### Listed entries

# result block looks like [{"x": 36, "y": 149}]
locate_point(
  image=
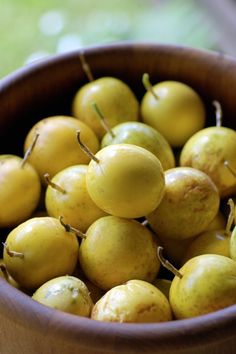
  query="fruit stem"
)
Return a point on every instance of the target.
[
  {"x": 231, "y": 215},
  {"x": 144, "y": 222},
  {"x": 4, "y": 271},
  {"x": 52, "y": 184},
  {"x": 103, "y": 119},
  {"x": 148, "y": 86},
  {"x": 86, "y": 149},
  {"x": 167, "y": 264},
  {"x": 12, "y": 253},
  {"x": 218, "y": 112},
  {"x": 70, "y": 228},
  {"x": 29, "y": 150},
  {"x": 226, "y": 163},
  {"x": 86, "y": 68}
]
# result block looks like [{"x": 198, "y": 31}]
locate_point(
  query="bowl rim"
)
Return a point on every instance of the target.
[
  {"x": 205, "y": 329},
  {"x": 216, "y": 326},
  {"x": 40, "y": 64}
]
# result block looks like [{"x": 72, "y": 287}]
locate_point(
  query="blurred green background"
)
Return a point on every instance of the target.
[{"x": 33, "y": 29}]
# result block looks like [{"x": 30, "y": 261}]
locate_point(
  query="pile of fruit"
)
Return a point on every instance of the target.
[{"x": 124, "y": 210}]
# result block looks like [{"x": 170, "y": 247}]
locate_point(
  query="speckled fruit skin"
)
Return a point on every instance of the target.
[
  {"x": 208, "y": 284},
  {"x": 190, "y": 203},
  {"x": 134, "y": 301},
  {"x": 75, "y": 205},
  {"x": 177, "y": 114},
  {"x": 114, "y": 98},
  {"x": 15, "y": 179},
  {"x": 127, "y": 181},
  {"x": 57, "y": 146},
  {"x": 143, "y": 135},
  {"x": 207, "y": 150},
  {"x": 212, "y": 241},
  {"x": 116, "y": 250},
  {"x": 48, "y": 249},
  {"x": 66, "y": 293}
]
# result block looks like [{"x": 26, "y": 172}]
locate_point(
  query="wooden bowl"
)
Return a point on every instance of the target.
[{"x": 46, "y": 88}]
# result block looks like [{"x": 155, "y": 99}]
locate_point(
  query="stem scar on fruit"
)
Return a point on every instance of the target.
[
  {"x": 29, "y": 150},
  {"x": 72, "y": 229},
  {"x": 148, "y": 86},
  {"x": 166, "y": 263},
  {"x": 226, "y": 163},
  {"x": 85, "y": 66},
  {"x": 103, "y": 119},
  {"x": 12, "y": 253},
  {"x": 52, "y": 184}
]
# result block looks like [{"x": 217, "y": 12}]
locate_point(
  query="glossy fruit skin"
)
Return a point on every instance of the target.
[
  {"x": 15, "y": 181},
  {"x": 135, "y": 301},
  {"x": 207, "y": 150},
  {"x": 163, "y": 285},
  {"x": 190, "y": 203},
  {"x": 219, "y": 222},
  {"x": 57, "y": 146},
  {"x": 75, "y": 205},
  {"x": 209, "y": 242},
  {"x": 175, "y": 249},
  {"x": 128, "y": 181},
  {"x": 116, "y": 250},
  {"x": 208, "y": 285},
  {"x": 114, "y": 98},
  {"x": 49, "y": 251},
  {"x": 177, "y": 114},
  {"x": 143, "y": 135},
  {"x": 66, "y": 293}
]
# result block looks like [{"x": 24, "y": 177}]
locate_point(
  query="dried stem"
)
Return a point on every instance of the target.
[
  {"x": 166, "y": 263},
  {"x": 148, "y": 86},
  {"x": 29, "y": 150},
  {"x": 12, "y": 253},
  {"x": 4, "y": 271},
  {"x": 52, "y": 184},
  {"x": 103, "y": 119},
  {"x": 231, "y": 215},
  {"x": 86, "y": 149},
  {"x": 226, "y": 163},
  {"x": 72, "y": 229},
  {"x": 218, "y": 112}
]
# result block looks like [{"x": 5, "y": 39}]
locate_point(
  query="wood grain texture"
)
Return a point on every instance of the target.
[{"x": 46, "y": 88}]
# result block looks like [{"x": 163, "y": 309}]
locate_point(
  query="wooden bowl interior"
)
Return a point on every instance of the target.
[{"x": 46, "y": 88}]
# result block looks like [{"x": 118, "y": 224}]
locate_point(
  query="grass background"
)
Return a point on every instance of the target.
[{"x": 32, "y": 29}]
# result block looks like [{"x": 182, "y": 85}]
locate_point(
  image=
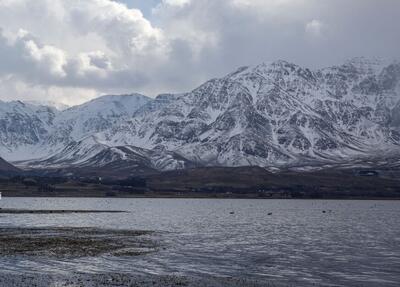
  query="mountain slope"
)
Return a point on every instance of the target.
[
  {"x": 277, "y": 114},
  {"x": 6, "y": 167},
  {"x": 273, "y": 115},
  {"x": 29, "y": 131}
]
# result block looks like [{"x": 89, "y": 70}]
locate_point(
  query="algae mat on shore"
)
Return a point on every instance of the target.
[{"x": 74, "y": 242}]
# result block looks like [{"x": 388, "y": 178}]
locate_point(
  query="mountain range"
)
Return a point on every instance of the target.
[{"x": 275, "y": 115}]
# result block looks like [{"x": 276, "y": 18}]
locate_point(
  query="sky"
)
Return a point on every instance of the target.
[{"x": 70, "y": 51}]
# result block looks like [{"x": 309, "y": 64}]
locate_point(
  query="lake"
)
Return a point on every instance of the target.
[{"x": 301, "y": 242}]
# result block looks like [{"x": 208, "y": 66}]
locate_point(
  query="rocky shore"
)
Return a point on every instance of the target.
[
  {"x": 74, "y": 242},
  {"x": 113, "y": 280}
]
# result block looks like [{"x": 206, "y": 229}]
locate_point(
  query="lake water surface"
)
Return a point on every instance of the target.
[{"x": 354, "y": 243}]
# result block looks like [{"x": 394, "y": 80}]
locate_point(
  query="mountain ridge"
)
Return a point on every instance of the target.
[{"x": 272, "y": 115}]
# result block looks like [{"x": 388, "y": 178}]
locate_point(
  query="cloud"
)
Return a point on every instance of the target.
[
  {"x": 102, "y": 46},
  {"x": 314, "y": 28}
]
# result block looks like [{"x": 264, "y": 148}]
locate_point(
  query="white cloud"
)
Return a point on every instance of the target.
[
  {"x": 101, "y": 46},
  {"x": 314, "y": 27}
]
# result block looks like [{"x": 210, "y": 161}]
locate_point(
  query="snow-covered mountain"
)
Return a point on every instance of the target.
[
  {"x": 271, "y": 115},
  {"x": 29, "y": 131},
  {"x": 278, "y": 114}
]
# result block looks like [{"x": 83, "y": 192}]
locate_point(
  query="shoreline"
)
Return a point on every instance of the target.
[
  {"x": 188, "y": 196},
  {"x": 123, "y": 279}
]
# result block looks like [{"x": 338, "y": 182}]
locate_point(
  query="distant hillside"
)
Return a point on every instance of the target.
[{"x": 7, "y": 167}]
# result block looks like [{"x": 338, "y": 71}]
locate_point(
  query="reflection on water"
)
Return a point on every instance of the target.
[{"x": 347, "y": 243}]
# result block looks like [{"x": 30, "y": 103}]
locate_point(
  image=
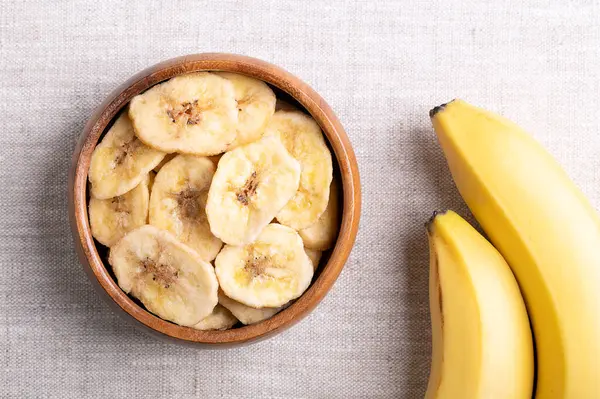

### Goal of the exercise
Pick out every line in the records above that contains the word "wooden".

### Result below
  query="wooden bowl"
  query="wooden bowl interior"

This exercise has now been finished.